**Written instruction**
Both the line containing "Target = engine intake" and the last line of the listing are included: write out exactly the lines from one to the other.

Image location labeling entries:
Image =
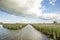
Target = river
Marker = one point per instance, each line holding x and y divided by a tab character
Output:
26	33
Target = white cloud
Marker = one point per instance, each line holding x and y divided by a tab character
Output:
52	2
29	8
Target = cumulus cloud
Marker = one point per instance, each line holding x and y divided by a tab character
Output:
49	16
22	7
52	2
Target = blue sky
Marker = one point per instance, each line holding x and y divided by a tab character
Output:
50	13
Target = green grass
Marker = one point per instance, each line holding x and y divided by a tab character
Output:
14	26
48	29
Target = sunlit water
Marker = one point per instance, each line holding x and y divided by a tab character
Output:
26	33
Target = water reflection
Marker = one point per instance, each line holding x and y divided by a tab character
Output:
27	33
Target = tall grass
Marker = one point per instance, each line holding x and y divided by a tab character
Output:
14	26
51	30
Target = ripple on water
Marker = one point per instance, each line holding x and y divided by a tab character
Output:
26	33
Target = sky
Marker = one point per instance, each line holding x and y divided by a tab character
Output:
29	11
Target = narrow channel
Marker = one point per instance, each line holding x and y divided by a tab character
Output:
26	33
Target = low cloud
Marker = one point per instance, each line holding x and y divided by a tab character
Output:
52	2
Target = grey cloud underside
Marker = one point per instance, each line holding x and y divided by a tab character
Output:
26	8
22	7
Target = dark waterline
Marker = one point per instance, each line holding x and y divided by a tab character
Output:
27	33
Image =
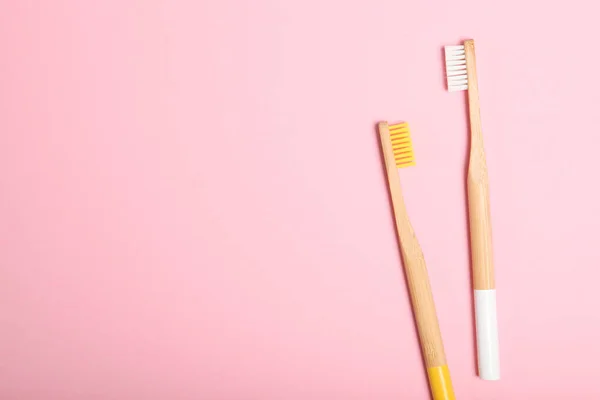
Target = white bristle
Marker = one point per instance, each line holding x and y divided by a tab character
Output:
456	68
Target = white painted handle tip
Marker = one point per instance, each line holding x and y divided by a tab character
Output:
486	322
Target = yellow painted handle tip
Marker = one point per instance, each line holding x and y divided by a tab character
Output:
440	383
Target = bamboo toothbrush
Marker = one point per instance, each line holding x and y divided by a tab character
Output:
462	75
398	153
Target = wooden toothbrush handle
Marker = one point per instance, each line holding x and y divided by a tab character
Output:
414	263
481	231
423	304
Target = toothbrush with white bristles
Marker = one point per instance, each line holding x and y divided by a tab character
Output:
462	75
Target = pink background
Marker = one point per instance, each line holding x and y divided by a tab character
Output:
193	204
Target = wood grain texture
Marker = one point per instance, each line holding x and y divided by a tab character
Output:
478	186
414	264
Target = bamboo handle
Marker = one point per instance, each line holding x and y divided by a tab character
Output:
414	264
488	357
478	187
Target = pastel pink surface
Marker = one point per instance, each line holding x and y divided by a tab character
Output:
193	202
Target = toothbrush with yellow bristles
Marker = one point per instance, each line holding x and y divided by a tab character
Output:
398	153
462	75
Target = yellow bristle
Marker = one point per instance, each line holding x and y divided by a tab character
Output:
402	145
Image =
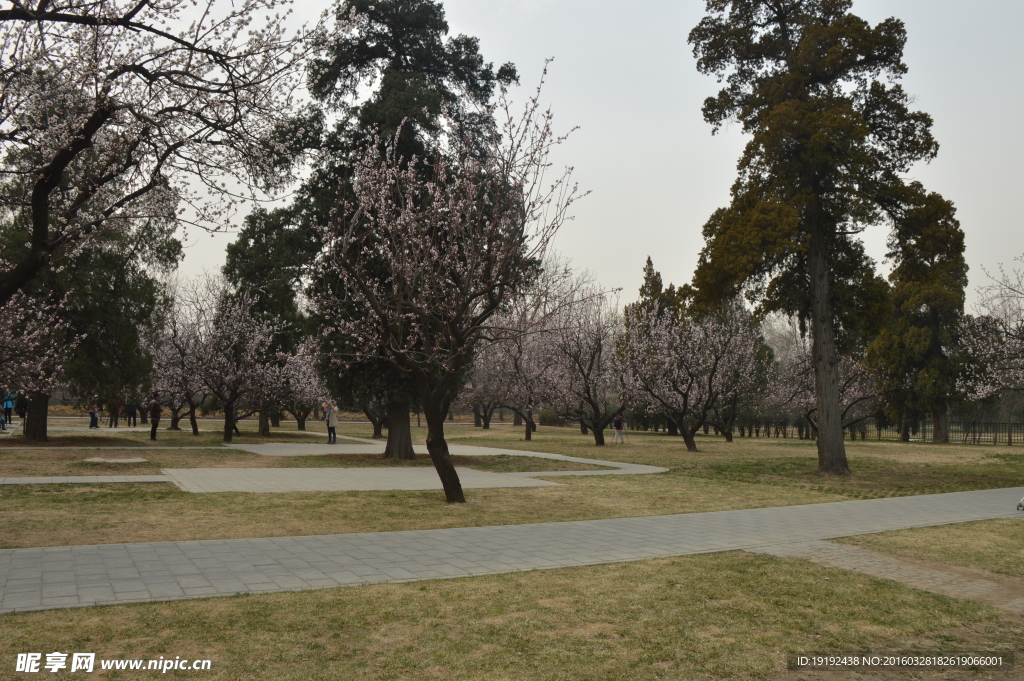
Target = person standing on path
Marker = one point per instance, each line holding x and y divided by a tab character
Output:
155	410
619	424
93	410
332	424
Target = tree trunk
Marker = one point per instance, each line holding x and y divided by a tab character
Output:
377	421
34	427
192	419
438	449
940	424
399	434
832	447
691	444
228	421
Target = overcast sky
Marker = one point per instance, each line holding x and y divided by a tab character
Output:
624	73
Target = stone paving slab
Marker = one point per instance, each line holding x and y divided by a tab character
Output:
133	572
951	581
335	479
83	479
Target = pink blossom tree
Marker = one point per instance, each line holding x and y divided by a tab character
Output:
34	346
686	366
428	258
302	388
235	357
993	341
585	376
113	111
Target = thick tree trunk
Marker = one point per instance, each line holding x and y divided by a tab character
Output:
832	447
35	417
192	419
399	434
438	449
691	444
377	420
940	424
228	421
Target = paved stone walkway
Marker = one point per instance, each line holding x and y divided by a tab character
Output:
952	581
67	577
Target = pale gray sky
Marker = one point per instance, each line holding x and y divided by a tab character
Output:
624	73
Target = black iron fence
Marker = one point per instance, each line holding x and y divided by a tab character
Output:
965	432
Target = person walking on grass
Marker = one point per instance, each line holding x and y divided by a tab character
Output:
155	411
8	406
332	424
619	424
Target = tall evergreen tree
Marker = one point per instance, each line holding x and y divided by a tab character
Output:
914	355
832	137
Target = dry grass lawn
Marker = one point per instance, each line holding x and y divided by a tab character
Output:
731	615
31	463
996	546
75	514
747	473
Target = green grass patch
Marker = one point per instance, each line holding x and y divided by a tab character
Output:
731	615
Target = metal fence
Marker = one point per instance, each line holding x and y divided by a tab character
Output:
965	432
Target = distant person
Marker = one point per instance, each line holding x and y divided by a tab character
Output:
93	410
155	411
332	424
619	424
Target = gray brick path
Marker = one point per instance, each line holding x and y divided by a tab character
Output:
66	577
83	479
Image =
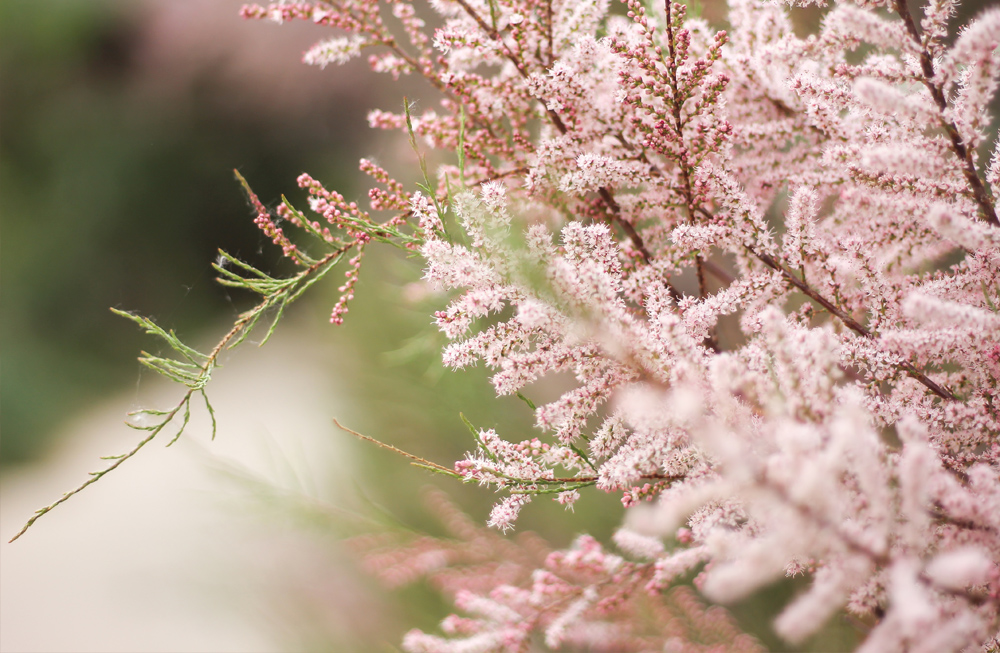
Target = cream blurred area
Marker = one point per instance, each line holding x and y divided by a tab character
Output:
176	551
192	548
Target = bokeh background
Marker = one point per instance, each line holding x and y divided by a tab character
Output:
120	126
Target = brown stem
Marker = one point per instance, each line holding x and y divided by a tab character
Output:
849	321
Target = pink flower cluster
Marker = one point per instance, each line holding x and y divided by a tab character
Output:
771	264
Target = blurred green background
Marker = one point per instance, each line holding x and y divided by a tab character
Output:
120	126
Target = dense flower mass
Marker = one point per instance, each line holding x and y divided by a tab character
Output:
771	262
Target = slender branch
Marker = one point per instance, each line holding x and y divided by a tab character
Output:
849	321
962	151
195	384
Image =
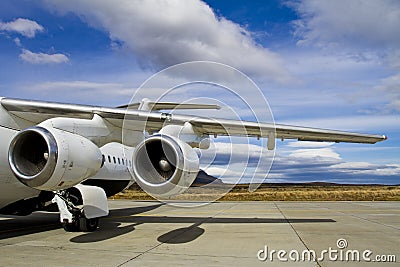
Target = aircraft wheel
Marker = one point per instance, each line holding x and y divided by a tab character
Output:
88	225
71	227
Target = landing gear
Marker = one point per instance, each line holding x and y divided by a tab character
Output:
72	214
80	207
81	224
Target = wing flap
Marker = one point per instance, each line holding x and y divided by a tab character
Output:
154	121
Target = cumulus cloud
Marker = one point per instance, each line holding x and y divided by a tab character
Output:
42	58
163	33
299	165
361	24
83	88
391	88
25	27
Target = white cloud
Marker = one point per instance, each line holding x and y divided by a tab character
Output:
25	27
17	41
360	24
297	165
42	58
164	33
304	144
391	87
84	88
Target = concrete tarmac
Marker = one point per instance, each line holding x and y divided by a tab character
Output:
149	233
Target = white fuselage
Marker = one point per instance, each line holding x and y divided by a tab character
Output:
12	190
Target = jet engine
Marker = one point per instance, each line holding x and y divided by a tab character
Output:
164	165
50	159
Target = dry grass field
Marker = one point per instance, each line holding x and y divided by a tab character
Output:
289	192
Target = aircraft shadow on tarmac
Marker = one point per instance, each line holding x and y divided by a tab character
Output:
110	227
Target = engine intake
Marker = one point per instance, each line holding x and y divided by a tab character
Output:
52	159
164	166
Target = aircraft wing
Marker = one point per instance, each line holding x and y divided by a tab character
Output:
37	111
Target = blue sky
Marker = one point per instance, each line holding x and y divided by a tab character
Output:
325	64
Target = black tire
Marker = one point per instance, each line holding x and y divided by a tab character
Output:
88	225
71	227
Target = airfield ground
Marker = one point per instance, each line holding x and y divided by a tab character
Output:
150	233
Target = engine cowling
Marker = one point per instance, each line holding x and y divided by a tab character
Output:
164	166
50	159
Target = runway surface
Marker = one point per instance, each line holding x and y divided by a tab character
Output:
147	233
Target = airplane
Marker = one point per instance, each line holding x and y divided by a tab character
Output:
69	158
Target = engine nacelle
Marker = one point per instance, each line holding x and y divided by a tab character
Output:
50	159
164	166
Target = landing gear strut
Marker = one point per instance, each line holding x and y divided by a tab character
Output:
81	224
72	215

**Written response**
Target = engine intake
Marker = one point per instance, each line holding x and y divided by a tab character
Output:
52	159
164	166
Target = aircraft wing
Marker = one point per instance, each line holding x and y divided by a tab character
Output:
37	111
Target = blue sky
Marker = one point per instance, each line holding x and y divided by a tab character
Output:
325	64
Target = black tire
Marker = one point per instance, each line holding x and y divided by a tab character
Output:
88	225
71	227
Target = airfield ground
Marker = one point per instance, each line holding x and y divided by a tab character
Output:
150	233
Target = engine cowling
Marker = one point per instance, each line holding x and y divided by a tab character
Output:
164	166
50	159
Target = runway surface
Marker = one point per instance, each line holding x and y divided by a tab character
Output:
147	233
Target = airplane
Marker = one point per instance, each line holding x and y divided by a tab character
Output:
69	158
Target = engine nacelle
Marker = one point per instance, each line holding x and y divided by a tab character
Output:
50	159
164	166
Target = landing gear strut
Marker = one point per instance, each line holding x and y divided by a tab character
Output:
81	224
72	215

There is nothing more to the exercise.